## Raw data
- - - - -

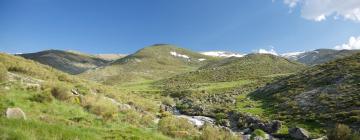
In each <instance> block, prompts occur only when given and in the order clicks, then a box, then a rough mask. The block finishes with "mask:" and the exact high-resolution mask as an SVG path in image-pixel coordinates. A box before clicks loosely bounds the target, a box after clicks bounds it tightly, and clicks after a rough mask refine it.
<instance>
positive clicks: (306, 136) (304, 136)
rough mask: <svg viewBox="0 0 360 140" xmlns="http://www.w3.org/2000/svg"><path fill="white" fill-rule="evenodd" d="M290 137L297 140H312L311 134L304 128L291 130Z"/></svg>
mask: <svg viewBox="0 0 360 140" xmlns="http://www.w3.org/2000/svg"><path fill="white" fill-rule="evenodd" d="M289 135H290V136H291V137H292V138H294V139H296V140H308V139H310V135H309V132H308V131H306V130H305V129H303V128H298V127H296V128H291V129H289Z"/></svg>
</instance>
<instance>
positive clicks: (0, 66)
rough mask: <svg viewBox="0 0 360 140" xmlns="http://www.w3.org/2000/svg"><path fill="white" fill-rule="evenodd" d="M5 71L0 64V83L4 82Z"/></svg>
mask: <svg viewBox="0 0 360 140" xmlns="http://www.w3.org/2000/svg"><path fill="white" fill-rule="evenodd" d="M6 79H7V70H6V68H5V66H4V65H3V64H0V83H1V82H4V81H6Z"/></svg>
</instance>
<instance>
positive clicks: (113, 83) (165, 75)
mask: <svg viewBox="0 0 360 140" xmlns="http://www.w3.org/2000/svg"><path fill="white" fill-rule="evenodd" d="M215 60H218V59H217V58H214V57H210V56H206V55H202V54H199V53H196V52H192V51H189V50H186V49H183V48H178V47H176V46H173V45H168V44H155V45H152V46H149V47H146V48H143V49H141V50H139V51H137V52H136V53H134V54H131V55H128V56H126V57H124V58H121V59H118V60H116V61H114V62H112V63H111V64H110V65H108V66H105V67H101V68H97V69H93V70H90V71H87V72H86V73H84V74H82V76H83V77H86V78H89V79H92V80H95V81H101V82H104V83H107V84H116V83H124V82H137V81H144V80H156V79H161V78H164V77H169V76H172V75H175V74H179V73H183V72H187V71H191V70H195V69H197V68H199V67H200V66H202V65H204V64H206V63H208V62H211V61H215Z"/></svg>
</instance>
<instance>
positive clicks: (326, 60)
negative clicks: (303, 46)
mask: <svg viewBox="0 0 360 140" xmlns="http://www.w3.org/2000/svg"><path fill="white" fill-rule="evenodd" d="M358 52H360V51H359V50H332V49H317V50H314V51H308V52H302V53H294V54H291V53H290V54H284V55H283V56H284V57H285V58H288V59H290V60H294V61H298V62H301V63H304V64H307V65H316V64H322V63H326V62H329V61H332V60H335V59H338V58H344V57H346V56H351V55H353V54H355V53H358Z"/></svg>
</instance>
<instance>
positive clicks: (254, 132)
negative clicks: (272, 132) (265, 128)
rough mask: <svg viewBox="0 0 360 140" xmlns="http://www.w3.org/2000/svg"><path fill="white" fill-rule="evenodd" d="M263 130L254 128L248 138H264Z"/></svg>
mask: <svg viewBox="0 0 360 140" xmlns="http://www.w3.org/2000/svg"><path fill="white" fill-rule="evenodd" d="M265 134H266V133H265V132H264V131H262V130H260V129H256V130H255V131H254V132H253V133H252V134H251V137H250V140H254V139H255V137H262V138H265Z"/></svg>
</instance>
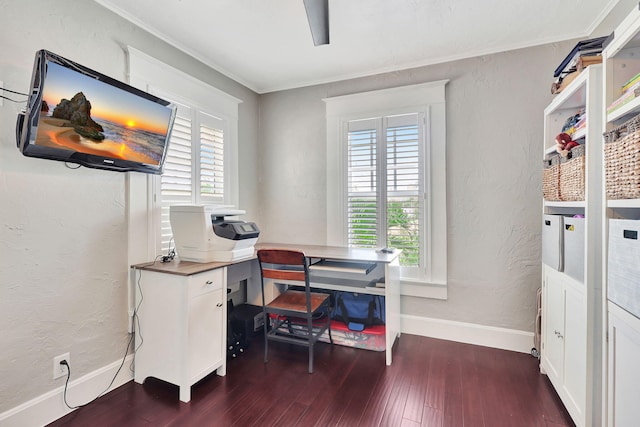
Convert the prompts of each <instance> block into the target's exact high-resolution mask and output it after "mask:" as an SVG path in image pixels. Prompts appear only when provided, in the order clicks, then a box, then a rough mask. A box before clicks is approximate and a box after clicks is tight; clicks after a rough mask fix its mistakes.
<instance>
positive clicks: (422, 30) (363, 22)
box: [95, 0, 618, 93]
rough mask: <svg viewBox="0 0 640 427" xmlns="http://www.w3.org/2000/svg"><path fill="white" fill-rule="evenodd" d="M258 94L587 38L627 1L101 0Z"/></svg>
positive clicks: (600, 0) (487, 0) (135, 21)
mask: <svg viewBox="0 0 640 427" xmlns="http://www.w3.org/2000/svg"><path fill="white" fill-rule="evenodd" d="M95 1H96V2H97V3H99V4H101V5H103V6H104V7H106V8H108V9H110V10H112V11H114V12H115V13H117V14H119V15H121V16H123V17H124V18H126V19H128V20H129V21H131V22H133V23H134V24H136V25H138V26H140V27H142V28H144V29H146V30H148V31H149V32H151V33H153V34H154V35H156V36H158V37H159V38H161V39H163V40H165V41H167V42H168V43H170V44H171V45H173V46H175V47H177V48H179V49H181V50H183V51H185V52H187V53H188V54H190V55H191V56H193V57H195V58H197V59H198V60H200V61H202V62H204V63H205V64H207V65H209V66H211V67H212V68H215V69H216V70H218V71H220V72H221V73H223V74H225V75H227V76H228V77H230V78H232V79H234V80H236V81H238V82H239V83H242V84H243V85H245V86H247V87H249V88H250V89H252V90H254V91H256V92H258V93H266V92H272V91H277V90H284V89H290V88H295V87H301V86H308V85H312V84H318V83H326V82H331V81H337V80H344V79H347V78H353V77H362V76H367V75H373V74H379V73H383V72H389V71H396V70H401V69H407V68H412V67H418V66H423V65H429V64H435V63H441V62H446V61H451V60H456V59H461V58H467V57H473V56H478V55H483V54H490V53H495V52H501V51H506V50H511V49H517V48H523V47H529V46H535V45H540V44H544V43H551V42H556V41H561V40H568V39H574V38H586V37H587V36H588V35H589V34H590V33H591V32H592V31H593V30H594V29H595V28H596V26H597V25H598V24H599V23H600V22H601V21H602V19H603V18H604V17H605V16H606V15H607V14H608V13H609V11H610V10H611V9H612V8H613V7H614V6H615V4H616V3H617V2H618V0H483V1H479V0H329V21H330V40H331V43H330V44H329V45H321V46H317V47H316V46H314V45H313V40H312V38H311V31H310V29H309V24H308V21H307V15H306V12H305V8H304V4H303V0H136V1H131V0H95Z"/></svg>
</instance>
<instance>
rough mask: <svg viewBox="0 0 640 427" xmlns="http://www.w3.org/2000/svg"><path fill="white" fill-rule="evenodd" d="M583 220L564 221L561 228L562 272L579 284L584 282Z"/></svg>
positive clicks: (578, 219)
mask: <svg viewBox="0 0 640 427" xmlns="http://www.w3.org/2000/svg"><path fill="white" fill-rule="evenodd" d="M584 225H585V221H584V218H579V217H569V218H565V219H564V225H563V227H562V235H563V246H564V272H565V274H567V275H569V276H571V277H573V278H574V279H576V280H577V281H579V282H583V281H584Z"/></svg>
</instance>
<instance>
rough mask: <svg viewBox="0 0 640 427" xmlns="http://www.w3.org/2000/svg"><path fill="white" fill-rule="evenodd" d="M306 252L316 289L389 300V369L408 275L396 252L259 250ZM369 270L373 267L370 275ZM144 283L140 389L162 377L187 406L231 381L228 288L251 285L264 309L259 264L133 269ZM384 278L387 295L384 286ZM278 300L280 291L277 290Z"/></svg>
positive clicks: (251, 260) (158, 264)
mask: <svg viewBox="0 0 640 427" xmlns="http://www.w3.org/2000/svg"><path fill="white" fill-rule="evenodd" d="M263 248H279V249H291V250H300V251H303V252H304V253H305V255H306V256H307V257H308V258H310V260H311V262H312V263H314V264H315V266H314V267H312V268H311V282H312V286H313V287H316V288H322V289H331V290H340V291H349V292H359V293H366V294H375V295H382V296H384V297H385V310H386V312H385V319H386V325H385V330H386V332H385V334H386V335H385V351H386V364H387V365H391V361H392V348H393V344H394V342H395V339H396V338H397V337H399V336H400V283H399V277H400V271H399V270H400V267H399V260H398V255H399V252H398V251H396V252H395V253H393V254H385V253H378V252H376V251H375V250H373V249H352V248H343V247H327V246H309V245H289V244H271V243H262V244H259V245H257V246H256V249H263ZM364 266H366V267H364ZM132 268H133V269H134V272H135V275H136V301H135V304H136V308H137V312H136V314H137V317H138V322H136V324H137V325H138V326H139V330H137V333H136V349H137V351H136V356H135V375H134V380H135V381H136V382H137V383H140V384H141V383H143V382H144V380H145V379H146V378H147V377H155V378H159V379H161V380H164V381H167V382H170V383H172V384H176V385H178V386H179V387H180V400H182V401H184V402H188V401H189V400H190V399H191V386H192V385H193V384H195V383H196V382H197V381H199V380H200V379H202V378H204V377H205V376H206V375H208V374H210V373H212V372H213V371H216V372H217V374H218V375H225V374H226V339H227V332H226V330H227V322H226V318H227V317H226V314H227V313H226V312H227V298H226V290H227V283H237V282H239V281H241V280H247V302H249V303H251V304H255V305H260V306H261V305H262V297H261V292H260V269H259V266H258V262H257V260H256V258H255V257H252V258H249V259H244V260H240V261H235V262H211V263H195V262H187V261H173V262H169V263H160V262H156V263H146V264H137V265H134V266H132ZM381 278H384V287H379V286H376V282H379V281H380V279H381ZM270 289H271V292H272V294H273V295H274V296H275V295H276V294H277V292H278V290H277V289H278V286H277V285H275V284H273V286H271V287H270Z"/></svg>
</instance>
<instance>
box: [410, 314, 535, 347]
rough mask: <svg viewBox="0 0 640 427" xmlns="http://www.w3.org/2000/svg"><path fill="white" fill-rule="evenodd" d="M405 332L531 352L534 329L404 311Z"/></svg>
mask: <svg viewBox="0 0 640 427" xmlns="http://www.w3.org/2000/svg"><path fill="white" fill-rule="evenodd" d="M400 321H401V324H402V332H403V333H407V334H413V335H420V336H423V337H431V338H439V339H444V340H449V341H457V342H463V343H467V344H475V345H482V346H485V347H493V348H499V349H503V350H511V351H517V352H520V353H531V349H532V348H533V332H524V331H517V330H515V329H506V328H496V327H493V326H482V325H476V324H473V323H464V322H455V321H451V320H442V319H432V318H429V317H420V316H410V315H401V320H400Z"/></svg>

- - - - -

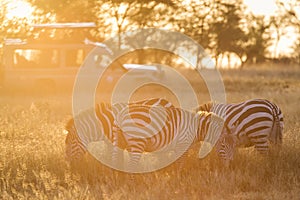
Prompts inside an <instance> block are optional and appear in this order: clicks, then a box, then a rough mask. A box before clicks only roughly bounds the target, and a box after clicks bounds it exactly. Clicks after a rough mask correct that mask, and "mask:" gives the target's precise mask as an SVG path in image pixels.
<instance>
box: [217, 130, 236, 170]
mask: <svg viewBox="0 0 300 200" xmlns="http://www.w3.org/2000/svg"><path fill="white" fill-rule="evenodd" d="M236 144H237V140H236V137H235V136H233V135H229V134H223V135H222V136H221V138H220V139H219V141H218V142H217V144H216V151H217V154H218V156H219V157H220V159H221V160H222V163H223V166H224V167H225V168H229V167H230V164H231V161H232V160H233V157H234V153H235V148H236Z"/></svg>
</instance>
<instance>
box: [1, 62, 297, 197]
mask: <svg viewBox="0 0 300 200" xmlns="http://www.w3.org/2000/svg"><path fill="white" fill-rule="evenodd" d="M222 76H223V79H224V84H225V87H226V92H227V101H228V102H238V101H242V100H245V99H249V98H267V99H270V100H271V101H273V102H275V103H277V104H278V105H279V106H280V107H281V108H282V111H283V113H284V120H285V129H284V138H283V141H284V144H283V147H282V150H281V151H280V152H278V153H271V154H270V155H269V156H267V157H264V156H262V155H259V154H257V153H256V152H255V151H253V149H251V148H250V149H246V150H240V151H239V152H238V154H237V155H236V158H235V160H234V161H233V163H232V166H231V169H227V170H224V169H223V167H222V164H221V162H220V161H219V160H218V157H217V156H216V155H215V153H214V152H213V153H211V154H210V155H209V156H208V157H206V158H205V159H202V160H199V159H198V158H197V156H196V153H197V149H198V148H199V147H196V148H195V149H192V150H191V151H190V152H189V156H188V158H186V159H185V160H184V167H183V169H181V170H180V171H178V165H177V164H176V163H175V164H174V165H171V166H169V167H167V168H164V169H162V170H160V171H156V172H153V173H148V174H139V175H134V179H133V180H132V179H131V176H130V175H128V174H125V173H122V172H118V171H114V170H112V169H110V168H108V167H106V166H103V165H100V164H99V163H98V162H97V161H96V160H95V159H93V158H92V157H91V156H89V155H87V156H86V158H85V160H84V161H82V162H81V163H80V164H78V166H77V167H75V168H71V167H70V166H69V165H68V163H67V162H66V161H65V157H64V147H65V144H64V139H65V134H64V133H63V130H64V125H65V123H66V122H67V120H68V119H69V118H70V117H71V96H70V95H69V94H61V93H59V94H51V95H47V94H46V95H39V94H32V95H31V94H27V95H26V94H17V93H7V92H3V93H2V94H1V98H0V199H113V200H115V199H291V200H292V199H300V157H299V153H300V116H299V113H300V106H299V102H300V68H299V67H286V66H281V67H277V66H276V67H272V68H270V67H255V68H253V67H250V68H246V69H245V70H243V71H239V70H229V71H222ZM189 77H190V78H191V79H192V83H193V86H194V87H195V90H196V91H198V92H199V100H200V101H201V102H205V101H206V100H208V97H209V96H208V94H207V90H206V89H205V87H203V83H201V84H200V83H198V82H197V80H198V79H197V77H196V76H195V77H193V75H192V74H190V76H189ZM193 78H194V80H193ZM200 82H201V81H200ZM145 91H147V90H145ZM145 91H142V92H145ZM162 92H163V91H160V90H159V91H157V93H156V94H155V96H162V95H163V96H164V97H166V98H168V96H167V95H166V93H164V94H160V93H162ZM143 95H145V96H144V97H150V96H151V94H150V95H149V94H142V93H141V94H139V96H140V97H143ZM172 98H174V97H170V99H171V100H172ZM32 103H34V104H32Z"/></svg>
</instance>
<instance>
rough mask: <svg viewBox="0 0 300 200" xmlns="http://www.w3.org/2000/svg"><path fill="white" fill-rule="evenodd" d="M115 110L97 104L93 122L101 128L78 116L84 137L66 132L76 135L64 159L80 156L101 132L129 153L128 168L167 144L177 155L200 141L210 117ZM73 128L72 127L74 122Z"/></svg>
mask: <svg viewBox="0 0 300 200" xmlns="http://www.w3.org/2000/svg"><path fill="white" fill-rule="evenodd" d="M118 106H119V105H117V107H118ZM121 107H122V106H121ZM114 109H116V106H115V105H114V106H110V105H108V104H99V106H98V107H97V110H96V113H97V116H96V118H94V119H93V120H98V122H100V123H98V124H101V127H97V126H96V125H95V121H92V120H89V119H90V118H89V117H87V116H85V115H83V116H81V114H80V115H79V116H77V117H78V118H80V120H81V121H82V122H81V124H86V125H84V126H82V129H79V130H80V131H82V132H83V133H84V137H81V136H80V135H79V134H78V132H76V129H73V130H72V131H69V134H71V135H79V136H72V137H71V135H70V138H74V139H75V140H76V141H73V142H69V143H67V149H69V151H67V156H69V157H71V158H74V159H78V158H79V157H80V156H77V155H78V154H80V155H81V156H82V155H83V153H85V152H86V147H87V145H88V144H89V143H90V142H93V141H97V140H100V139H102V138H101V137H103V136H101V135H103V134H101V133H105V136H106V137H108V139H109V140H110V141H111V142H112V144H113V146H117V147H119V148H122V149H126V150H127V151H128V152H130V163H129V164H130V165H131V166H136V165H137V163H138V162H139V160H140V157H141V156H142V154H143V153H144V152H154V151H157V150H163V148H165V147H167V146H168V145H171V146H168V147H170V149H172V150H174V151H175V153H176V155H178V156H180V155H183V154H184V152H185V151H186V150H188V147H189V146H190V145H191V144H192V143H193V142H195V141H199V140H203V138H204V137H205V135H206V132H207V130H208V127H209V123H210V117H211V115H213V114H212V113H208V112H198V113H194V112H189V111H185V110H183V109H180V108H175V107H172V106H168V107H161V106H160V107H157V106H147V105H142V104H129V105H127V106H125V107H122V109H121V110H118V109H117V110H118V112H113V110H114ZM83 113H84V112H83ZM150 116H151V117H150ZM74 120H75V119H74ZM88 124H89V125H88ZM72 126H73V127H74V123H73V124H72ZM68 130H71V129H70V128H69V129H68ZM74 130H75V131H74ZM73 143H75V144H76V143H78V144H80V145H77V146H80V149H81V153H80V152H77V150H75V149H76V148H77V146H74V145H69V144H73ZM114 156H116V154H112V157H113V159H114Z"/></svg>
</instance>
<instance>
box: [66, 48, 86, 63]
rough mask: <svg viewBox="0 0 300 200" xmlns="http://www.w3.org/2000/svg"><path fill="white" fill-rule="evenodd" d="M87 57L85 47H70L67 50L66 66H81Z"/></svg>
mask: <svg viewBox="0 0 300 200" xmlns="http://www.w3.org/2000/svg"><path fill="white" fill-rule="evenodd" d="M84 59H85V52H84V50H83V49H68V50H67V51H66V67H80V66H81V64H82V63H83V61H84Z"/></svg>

- - - - -

## Assigned task
Copy the lines from the line with "In each <instance>" to the line with "positive clicks: (306, 136) (304, 136)", substituting "coarse" for "rough" and leaving everything else unchanged.

## Your solution
In each <instance> block, prompts occur only when given and in the order clicks, then a box, then a coarse mask. The block finishes with "mask:" and the exact high-resolution mask as an SVG path in image-pixel coordinates. A box before clicks loosely bounds the target, a box after clicks bounds it tightly, and clicks after a coarse mask refine it.
<instance>
positive clicks: (306, 136) (304, 136)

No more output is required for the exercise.